Look through the listing below for the word "this" and copy every line where it occurs.

Start of Block

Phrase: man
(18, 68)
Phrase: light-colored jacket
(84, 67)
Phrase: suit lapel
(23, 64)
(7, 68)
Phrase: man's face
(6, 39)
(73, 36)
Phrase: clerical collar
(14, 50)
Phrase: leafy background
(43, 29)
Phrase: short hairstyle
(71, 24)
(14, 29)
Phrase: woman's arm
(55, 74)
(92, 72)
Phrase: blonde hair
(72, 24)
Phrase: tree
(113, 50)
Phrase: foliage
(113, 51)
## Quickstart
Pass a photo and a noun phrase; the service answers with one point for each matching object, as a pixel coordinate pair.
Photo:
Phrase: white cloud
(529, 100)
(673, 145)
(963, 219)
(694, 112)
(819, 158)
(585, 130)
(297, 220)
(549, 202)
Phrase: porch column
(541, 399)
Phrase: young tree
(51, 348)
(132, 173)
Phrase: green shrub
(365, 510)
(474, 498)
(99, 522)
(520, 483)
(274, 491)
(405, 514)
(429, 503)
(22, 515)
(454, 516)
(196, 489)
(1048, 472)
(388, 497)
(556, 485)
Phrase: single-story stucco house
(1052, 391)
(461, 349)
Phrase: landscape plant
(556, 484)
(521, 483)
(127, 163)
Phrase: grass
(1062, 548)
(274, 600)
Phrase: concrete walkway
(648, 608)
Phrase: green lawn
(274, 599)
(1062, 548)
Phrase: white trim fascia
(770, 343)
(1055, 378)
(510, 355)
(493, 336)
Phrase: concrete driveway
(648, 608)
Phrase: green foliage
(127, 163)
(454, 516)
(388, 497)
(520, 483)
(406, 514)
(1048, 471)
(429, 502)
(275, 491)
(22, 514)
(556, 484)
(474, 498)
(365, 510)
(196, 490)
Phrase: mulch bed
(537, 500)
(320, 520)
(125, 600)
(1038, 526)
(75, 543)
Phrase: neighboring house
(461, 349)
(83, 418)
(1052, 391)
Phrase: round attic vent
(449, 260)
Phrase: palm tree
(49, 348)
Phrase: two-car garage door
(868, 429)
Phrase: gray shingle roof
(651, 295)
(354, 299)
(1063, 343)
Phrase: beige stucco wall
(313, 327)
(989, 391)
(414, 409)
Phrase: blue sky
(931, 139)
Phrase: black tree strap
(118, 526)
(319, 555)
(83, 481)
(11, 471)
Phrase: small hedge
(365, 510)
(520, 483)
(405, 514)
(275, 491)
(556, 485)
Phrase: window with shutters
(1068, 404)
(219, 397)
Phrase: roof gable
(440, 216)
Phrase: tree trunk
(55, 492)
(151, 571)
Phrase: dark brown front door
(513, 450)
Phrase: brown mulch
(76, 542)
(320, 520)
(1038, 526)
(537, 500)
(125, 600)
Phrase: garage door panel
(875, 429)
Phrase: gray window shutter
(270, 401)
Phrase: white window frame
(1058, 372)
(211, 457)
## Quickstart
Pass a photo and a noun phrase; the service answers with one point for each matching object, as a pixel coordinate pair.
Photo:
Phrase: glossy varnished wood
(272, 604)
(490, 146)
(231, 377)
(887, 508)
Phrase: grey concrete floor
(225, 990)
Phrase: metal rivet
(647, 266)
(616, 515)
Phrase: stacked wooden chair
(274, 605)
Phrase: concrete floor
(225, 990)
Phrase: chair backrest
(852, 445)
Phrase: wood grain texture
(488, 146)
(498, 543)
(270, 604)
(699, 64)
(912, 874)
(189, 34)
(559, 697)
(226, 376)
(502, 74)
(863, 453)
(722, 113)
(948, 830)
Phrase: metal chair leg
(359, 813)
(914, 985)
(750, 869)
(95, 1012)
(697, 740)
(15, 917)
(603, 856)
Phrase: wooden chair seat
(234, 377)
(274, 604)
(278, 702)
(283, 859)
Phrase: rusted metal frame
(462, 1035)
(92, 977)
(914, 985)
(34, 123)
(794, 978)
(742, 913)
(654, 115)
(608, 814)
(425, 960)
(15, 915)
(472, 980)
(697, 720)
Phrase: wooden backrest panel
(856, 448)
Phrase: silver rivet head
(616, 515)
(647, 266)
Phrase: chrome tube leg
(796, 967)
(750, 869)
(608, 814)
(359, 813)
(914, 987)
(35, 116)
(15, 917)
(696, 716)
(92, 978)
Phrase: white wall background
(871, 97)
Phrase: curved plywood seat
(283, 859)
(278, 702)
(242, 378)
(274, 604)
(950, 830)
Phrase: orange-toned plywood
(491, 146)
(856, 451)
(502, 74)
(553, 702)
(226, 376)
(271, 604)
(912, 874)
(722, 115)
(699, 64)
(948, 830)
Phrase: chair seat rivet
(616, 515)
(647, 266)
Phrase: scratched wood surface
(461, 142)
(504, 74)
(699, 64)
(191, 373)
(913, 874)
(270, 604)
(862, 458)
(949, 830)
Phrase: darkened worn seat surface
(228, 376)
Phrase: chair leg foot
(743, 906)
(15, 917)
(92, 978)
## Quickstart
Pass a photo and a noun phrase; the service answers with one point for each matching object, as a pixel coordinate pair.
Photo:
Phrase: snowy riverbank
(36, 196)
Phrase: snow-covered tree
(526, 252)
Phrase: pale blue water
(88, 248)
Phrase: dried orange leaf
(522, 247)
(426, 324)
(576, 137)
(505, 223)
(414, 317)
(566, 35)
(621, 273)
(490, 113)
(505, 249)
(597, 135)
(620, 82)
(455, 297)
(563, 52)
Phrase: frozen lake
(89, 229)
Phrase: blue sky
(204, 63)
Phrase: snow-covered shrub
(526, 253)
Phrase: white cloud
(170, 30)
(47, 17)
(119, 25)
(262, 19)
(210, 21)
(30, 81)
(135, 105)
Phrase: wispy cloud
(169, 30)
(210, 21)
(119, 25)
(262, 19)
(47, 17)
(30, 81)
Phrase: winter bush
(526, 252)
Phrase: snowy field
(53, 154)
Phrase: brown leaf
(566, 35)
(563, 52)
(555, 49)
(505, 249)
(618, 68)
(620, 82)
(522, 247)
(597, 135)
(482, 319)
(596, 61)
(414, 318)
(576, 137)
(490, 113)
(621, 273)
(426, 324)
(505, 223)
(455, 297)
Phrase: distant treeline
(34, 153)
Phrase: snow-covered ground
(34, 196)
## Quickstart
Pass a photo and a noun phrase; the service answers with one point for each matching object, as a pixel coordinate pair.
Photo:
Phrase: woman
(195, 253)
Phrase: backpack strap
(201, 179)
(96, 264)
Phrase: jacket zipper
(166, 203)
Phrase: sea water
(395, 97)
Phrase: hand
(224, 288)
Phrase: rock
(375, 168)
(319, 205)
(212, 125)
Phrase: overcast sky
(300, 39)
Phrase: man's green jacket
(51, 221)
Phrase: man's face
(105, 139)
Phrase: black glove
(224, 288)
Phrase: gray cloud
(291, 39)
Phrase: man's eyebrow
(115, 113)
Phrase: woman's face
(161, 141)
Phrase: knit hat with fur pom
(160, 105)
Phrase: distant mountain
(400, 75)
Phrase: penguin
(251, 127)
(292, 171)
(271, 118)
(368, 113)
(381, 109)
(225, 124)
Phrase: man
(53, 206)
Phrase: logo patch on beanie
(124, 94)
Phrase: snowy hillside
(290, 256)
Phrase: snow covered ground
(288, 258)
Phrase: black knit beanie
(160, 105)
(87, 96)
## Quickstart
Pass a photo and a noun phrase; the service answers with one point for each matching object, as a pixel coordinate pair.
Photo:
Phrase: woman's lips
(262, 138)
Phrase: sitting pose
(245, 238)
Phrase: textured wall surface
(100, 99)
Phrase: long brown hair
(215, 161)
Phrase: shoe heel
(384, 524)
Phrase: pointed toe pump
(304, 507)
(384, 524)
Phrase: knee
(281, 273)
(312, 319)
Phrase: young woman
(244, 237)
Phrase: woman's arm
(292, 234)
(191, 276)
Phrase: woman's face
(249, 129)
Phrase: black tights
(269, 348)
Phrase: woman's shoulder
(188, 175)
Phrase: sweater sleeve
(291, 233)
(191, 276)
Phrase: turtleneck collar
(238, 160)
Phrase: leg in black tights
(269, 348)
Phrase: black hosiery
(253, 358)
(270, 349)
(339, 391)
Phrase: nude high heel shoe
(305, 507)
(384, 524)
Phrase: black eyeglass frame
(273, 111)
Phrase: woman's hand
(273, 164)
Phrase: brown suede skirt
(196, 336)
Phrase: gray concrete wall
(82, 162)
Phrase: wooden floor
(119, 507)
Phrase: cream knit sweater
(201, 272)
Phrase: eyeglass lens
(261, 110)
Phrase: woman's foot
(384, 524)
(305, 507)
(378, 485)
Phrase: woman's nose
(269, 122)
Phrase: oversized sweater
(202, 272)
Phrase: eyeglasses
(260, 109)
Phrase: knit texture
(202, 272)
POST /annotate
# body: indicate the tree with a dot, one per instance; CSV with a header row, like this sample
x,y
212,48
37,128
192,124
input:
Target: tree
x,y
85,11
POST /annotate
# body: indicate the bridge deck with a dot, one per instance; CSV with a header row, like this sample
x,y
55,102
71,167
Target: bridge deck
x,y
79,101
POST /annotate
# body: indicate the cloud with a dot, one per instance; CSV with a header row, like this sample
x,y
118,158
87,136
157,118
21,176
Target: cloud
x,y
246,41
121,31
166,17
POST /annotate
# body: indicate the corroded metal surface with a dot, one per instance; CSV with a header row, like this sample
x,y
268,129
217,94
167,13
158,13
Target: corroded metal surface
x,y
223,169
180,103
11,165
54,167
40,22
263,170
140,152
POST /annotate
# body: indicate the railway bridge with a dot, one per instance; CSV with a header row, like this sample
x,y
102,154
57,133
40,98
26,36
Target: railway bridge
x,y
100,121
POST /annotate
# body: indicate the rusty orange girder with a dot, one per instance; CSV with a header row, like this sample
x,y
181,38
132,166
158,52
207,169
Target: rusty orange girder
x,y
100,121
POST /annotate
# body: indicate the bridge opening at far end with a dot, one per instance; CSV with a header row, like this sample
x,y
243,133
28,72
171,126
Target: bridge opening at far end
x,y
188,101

End of Block

[Exercise answer]:
# body: indicate the tree with a dot, one per instance; CSV with a header row, like this sample
# body: indicate the bridge deck with a dot, one per instance; CSV with a header row, like this sample
# body: indicate the cloud with a dot, one per instance; CSV with a header row, like this sample
# body: indicate the corroded metal surface with a dot, one per instance; CSV with a header row, like this sample
# body: indicate the railway bridge with a dot, one per instance; CSV with a header row, like this sample
# body: indicate the rusty orange girder with a dot, one per instance; CSV with a header row, like this sample
# body: indicate the bridge opening at far end with a dot, one per instance; CSV with a header row, like this sample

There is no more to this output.